## [課題 1]
本文の内容を二文でまとめてください。
## [課題 2]
本文の一文「一切の仏において慈父のおもいを生ずる。」を英語に訳してください。
## [課題 3]
本文で「」に入れて示されている見出しをすべて挙げてください。

## [本文]

::::::::::

華厳経メモ その4


【離世間品】


「十種の奇特な想い」
一、 一切の善根において自分の善根のおもいを生ずる。
二、 一切の善根において菩提の種子のおもいを生ずる。
三、 一切衆生において菩提の器のおもいを生ずる。
四、 一切の願において自分の願のおもいを生ずる。
五、 一切の法において生死を出づるおもいを生ずる。
六、 一切の行において自分の行のおもいを生ずる。
七、 一切の法において仏法のおもいを生ずる。
八、 一切の言葉において法のことばのおもいを生ずる。
九、 一切の仏において慈父のおもいを生ずる。
十、 一切の如来において無二のおもいを生ずる。
(324頁)


「十種の勤修精進」

一、 一切衆生を教化する勤修精進である。
二、 一切の法に入る勤修精進である。
三、 一切の世界をして清浄ならしむる勤修精進である。
四、 一切の菩薩の学ぶところを究竟する勤修精進である。
五、 一切の衆生をして一切の悪を滅せしむる勤修精進である。
六、 一切の地獄・餓鬼・畜生・閻羅王処の苦をのぞき去る勤修精進である。
七、 一切の魔をくだす勤修精進である。
八、 一切衆生のために清浄の眼となる勤修精進である。
九、 一切の諸仏を尊重し供養する勤修精進である。
十、 一切の如来をして皆ことごとく歓喜せしむる勤修精進である。
(326頁)


「十種の正しい希望」
一、 自ら菩提心に住するとともに、衆生をして等しく菩提心に住せしむる正しい希望である。
二、 みずから争いを離れるとともに、衆生をして等しく争いを離れしむる正しい希望である。
三、 みずから愚痴をはなれて仏法に安住するとともに、衆生をして等しく愚痴を離れて仏法に安住せしむる正しい希望である。

::::::::::

## [与えられた行]
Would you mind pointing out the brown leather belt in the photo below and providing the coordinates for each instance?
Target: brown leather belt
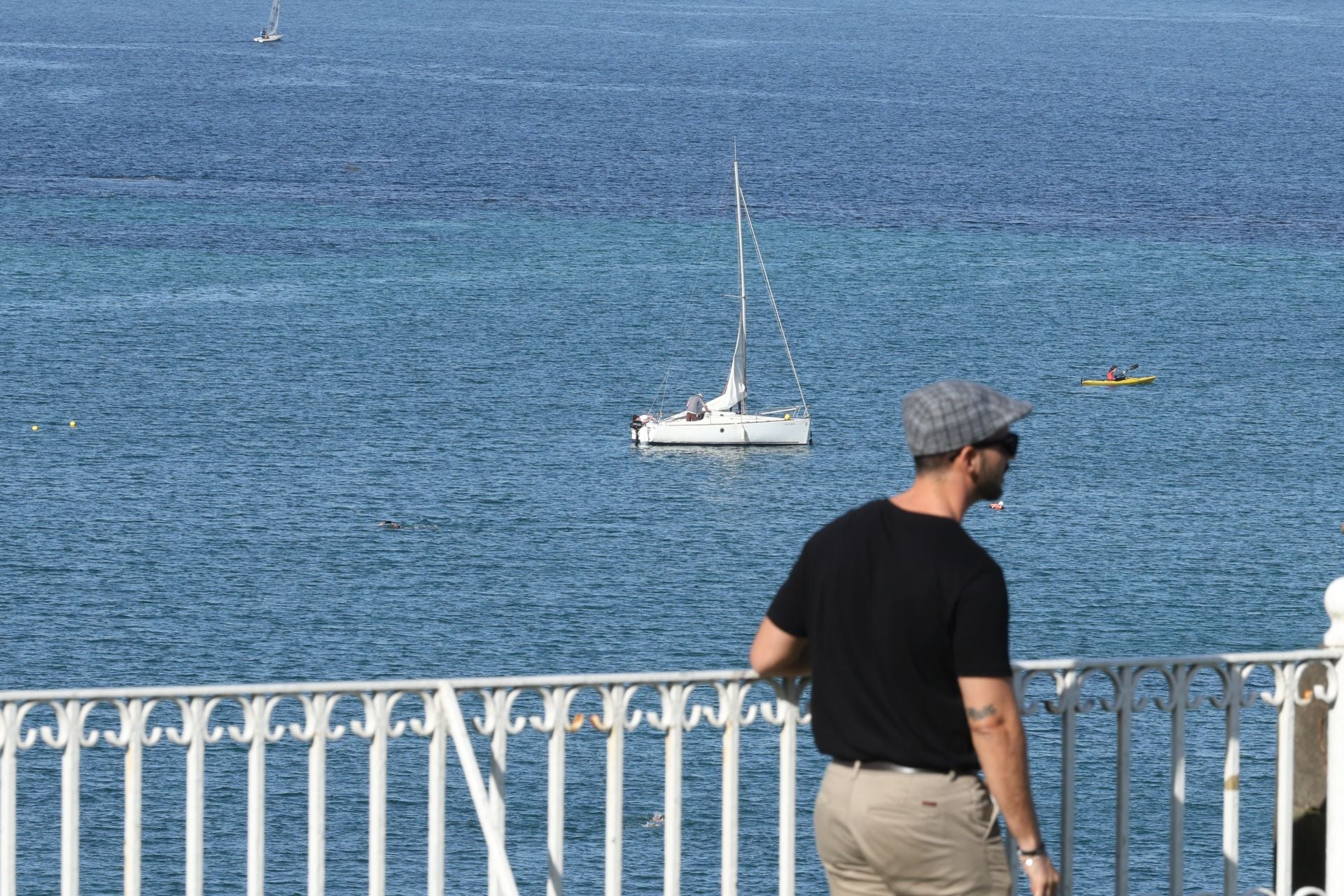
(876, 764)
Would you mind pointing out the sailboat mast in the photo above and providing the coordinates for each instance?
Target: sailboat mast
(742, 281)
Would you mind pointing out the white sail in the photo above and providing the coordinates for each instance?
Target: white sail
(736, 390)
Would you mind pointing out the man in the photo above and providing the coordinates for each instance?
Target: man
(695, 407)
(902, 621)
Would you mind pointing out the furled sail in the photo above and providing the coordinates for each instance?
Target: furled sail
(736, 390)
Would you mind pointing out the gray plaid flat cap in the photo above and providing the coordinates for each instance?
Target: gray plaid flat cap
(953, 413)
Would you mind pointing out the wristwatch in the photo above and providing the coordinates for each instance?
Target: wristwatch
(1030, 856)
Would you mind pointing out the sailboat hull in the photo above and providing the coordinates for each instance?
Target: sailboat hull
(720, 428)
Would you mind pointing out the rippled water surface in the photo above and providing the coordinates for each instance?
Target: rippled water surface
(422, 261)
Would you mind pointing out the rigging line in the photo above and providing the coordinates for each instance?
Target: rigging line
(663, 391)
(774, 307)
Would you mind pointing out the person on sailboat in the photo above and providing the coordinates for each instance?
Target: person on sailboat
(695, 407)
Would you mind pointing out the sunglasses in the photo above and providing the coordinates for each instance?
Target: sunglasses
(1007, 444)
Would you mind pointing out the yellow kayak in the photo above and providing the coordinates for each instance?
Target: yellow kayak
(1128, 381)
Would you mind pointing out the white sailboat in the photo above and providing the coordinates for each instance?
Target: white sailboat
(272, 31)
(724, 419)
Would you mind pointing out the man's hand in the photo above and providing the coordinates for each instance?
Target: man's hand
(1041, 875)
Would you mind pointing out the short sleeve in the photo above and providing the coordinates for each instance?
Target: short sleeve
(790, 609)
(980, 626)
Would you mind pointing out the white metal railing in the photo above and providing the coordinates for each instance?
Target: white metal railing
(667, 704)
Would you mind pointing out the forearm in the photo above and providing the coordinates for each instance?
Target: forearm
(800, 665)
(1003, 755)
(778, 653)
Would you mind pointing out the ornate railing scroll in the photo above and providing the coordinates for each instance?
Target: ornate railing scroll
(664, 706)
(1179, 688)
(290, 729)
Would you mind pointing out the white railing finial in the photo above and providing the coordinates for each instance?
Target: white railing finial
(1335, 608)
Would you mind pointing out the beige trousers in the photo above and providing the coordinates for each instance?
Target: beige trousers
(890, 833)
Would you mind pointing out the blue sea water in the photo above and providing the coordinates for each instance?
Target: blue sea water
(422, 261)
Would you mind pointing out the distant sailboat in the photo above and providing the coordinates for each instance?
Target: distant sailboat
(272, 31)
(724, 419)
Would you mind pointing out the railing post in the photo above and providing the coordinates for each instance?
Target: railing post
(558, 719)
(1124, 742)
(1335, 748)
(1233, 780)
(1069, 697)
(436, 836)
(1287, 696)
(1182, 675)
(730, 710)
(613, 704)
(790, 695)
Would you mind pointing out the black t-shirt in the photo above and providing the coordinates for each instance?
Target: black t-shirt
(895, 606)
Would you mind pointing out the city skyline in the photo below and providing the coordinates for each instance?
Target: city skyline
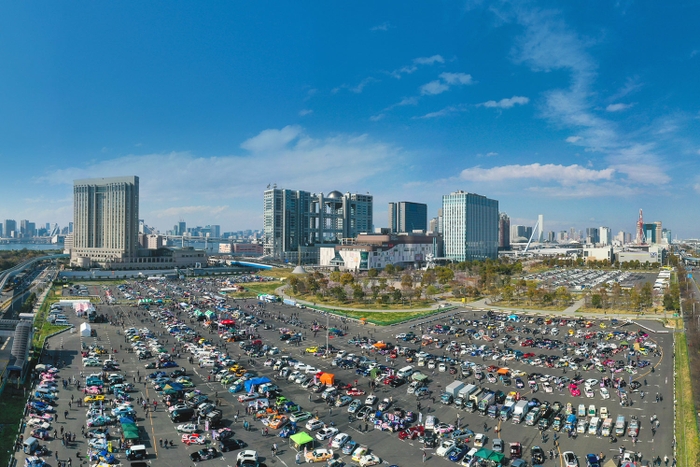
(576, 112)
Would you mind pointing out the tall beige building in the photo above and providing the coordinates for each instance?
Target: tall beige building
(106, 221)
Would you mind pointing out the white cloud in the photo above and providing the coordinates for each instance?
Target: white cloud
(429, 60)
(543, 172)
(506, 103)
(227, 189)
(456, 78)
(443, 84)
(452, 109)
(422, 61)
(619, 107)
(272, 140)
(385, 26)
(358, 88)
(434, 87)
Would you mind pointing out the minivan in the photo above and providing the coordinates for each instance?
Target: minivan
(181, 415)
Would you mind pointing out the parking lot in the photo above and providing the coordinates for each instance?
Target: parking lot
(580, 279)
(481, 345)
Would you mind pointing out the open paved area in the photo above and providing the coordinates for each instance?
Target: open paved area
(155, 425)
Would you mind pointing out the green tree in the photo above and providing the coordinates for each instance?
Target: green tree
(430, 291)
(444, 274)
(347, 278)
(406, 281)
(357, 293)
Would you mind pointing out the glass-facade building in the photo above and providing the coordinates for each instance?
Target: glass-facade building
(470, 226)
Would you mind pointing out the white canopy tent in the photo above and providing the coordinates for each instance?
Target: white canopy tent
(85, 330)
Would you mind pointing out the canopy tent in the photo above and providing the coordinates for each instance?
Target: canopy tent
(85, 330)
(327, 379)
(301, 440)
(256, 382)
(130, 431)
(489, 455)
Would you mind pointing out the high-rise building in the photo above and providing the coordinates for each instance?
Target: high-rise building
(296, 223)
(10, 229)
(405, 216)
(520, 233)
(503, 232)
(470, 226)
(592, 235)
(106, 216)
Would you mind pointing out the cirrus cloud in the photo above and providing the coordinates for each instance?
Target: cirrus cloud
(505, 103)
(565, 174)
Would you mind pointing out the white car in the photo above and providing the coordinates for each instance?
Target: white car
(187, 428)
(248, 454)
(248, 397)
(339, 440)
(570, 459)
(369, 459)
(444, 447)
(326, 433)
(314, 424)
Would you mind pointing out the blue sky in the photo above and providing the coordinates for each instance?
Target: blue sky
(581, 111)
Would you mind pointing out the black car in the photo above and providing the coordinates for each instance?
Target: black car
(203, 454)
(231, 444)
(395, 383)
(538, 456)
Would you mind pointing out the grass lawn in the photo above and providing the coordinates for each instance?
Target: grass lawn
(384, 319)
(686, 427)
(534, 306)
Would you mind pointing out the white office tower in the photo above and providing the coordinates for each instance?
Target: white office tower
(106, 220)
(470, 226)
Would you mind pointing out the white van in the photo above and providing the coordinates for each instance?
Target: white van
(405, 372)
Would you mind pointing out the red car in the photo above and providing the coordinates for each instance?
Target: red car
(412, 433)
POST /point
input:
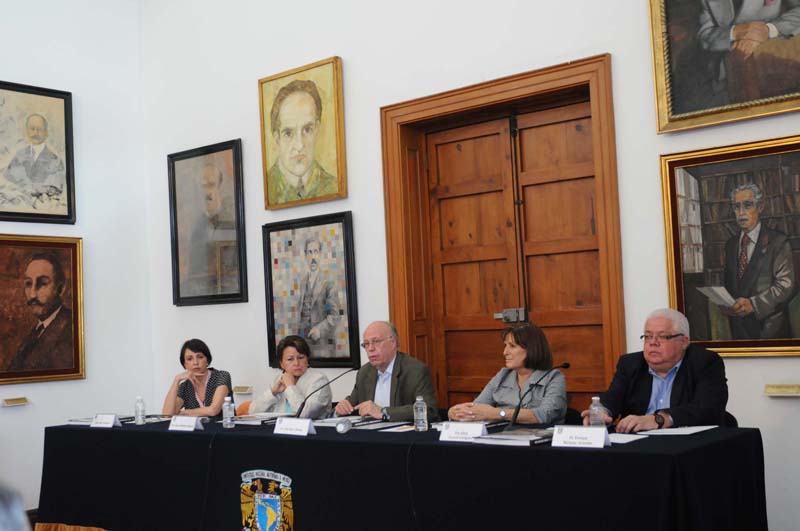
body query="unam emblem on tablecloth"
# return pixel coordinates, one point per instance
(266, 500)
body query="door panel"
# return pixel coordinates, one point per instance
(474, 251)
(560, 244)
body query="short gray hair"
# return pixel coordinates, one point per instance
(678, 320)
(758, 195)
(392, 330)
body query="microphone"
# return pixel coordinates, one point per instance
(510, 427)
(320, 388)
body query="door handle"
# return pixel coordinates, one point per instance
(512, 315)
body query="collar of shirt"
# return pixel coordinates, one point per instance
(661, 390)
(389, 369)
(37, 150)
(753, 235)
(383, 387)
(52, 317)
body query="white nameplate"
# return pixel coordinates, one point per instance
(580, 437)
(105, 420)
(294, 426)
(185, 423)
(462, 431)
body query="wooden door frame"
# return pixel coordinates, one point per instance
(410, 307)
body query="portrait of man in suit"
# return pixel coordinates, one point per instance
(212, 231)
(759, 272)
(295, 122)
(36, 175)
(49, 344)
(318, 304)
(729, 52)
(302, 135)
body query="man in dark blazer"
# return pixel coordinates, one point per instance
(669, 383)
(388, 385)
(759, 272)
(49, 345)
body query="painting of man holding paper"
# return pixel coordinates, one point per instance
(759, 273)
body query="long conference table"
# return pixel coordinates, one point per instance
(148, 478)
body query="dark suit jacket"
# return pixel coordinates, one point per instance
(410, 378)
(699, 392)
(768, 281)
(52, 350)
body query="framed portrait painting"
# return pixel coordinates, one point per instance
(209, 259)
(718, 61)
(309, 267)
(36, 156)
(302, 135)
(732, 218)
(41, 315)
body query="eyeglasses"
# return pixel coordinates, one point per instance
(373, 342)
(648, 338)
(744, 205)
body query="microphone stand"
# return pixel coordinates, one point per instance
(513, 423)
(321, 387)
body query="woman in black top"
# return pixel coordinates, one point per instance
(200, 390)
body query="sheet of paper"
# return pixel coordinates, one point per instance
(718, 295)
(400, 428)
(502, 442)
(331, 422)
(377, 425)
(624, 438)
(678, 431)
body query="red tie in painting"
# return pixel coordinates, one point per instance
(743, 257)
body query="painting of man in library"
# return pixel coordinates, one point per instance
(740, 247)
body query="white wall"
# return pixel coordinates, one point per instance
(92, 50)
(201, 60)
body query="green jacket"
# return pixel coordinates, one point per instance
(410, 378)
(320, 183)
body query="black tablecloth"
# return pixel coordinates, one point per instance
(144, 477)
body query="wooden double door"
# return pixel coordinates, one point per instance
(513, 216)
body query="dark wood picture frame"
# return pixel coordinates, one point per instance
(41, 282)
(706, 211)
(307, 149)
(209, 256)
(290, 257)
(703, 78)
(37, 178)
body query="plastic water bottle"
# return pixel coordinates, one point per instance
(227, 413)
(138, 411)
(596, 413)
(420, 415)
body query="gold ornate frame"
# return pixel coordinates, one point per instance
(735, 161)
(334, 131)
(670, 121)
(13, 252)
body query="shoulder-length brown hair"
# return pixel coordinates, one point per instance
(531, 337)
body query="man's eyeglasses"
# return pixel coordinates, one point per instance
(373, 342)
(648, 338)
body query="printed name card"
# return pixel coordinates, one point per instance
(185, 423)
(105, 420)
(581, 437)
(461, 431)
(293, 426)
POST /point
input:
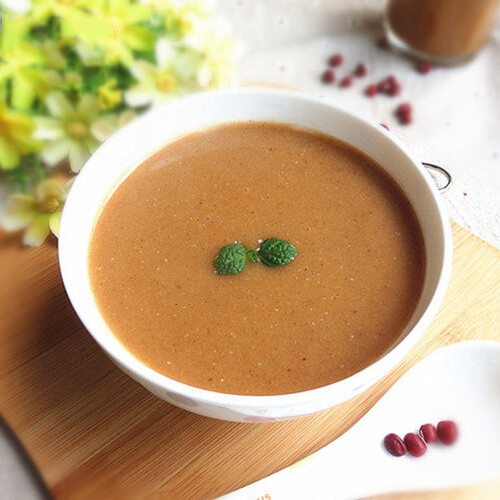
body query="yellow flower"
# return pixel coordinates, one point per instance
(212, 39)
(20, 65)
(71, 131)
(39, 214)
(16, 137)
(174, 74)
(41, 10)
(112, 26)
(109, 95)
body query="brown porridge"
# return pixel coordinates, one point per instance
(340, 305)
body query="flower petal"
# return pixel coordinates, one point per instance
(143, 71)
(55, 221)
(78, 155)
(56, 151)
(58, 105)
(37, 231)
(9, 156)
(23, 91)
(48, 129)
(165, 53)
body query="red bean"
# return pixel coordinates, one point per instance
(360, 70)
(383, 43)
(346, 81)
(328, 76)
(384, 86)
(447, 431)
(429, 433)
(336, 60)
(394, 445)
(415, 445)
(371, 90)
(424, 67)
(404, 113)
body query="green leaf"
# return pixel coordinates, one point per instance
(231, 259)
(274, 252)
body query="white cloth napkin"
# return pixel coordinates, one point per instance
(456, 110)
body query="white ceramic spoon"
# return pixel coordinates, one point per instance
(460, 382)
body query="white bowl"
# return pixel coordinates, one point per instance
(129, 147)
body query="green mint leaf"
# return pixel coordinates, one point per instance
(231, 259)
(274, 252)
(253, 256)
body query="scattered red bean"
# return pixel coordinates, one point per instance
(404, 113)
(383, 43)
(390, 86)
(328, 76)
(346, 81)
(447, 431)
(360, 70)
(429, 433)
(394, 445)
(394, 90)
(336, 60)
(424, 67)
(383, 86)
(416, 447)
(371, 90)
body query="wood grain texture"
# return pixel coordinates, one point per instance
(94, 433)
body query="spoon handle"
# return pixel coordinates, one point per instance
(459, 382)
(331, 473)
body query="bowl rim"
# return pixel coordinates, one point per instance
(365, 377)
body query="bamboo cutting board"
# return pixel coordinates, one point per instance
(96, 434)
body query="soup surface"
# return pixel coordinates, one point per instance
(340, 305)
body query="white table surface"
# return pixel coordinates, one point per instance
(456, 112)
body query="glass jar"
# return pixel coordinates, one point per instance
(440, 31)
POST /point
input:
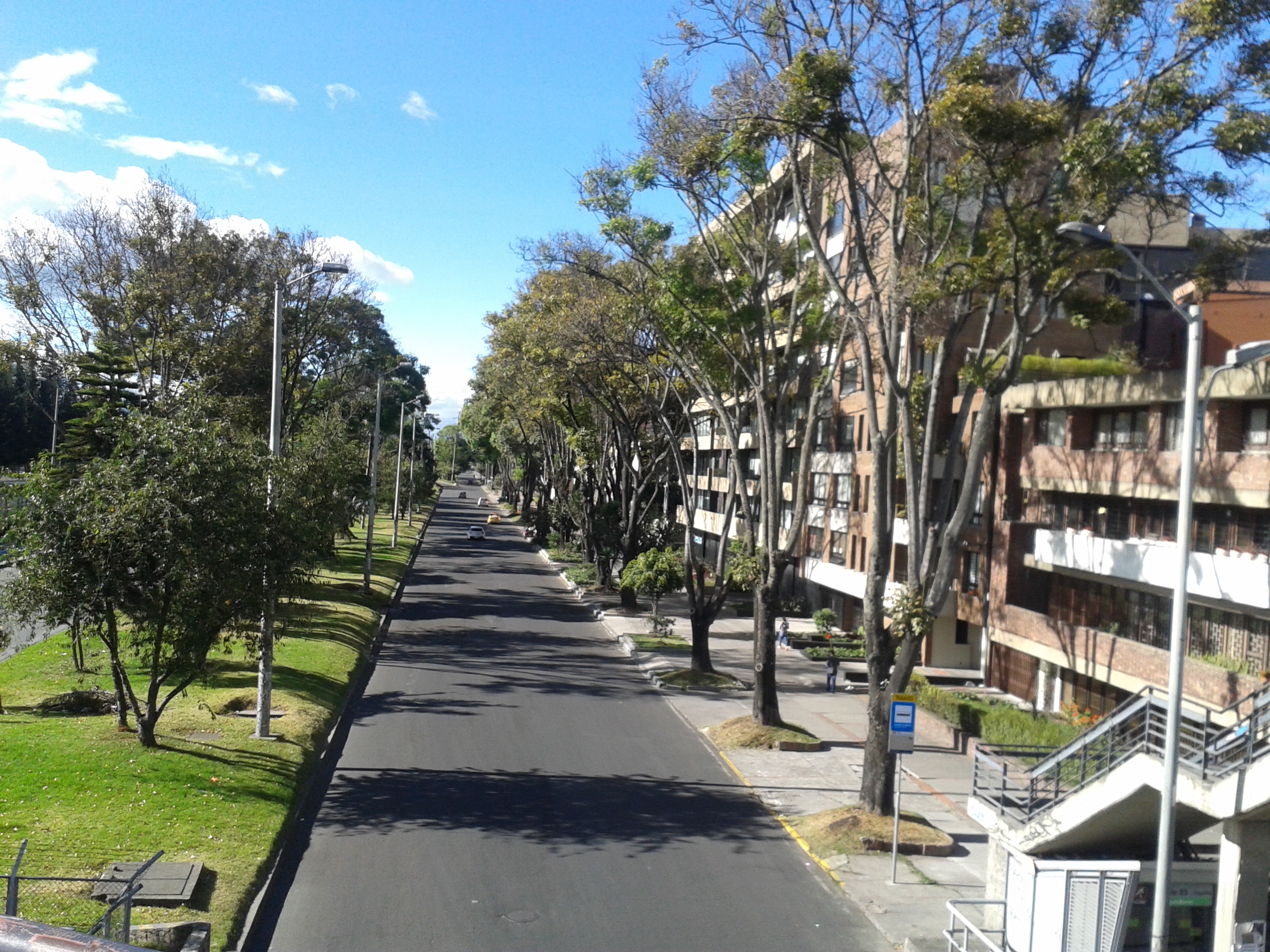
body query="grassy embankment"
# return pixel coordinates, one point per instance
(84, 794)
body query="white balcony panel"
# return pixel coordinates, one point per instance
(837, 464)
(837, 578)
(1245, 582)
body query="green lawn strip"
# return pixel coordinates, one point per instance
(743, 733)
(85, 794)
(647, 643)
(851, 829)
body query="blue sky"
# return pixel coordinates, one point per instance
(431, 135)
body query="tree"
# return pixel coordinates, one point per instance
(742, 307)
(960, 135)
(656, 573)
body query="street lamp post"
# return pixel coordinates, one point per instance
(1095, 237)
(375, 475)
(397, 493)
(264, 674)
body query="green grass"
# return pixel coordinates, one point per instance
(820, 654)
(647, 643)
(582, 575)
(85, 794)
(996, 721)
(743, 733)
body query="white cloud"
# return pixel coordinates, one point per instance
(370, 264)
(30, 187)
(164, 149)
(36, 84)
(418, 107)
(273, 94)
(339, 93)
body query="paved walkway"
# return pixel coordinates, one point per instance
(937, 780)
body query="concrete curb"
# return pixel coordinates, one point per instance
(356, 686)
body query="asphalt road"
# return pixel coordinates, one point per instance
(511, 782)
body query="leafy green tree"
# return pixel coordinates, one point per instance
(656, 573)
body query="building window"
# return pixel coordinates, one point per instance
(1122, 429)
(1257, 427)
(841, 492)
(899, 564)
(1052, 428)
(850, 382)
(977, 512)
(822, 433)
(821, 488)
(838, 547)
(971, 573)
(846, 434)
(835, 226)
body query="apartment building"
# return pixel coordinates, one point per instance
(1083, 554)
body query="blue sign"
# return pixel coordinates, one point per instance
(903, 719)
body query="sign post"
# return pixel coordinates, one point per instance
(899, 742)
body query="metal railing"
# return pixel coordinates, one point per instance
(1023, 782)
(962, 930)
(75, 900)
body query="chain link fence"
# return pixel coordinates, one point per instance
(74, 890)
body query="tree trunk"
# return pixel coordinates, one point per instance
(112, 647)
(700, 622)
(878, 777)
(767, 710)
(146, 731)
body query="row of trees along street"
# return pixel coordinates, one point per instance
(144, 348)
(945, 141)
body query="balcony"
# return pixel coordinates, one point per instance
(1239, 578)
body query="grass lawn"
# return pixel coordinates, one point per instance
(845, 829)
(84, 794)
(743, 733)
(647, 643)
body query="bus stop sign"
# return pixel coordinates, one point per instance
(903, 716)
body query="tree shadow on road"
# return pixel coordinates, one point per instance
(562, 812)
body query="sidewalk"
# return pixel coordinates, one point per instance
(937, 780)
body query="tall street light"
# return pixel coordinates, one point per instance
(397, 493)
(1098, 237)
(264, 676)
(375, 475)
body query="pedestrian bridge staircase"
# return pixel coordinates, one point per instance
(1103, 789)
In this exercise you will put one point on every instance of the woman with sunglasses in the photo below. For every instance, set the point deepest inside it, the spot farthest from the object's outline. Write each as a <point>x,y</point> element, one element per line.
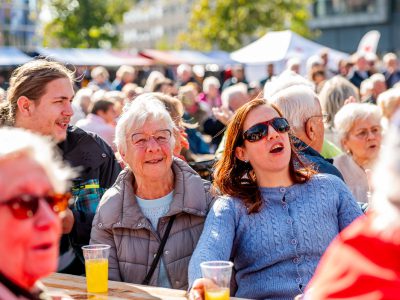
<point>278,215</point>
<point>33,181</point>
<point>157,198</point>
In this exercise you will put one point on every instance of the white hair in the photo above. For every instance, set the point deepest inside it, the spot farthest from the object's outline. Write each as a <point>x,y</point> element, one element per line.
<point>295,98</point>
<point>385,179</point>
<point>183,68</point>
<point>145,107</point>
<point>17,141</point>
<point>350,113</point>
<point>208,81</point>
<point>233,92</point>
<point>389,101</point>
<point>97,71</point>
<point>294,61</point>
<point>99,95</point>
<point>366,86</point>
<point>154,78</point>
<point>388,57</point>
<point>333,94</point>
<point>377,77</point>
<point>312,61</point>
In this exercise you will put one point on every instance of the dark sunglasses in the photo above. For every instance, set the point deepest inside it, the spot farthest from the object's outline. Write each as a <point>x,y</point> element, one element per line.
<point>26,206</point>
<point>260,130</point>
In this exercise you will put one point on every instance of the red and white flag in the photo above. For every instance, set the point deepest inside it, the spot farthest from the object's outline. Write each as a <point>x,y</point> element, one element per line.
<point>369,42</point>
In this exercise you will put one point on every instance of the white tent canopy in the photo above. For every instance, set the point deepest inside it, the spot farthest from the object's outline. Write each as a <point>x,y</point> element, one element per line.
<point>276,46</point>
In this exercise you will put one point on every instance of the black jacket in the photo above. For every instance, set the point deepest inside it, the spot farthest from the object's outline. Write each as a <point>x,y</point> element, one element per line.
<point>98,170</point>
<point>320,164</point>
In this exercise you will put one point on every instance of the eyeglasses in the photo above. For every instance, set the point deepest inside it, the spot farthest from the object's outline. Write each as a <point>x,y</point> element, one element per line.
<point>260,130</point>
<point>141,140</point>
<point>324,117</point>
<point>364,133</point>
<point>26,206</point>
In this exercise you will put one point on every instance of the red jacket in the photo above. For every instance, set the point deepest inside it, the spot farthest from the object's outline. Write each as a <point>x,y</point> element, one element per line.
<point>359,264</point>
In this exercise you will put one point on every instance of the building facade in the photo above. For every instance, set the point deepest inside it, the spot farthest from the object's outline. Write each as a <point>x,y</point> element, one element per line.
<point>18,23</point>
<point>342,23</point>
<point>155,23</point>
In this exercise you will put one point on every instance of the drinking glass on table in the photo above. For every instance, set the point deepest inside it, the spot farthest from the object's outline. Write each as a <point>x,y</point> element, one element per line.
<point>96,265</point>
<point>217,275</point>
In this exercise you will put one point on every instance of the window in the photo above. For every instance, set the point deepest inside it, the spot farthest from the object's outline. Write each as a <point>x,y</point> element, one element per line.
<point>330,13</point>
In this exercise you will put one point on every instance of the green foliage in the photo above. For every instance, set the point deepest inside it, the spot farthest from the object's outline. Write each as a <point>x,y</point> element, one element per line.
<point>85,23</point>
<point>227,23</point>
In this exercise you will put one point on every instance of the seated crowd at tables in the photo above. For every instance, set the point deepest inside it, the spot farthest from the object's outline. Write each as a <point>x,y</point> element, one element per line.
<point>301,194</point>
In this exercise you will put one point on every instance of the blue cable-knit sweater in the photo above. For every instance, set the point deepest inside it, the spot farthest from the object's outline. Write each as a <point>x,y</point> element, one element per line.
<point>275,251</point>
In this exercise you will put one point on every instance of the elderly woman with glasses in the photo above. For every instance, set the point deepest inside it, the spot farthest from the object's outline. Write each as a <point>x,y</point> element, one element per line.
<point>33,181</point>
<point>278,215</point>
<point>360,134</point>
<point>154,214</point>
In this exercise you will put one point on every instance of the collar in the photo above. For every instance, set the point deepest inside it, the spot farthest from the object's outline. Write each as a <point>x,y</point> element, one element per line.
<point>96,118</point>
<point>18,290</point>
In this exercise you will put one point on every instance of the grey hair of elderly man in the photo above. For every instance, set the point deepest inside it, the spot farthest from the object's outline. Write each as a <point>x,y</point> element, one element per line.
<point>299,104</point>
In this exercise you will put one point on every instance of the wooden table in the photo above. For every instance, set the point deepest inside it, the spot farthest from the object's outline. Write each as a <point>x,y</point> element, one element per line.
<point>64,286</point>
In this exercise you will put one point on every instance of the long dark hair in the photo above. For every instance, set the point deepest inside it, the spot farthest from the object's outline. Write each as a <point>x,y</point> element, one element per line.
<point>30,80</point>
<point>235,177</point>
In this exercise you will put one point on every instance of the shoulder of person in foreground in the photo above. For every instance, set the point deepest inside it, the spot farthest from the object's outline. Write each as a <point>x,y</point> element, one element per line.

::::::::::

## [解答 1]
本文は華厳経の離世間品から、一切の善根や衆生、法、仏などにおいて生ずる「十種の奇特な想い」と、衆生の教化や魔をくだすことなどを内容とする「十種の勤修精進」を書き出している。続いて「十種の正しい希望」として、自ら菩提心に住するとともに衆生をも等しく菩提心に住せしむることなどを挙げている。

## [解答 2]
One gives rise to the thought of a compassionate father toward all Buddhas.

## [解答 3]
十種の奇特な想い
十種の勤修精進
十種の正しい希望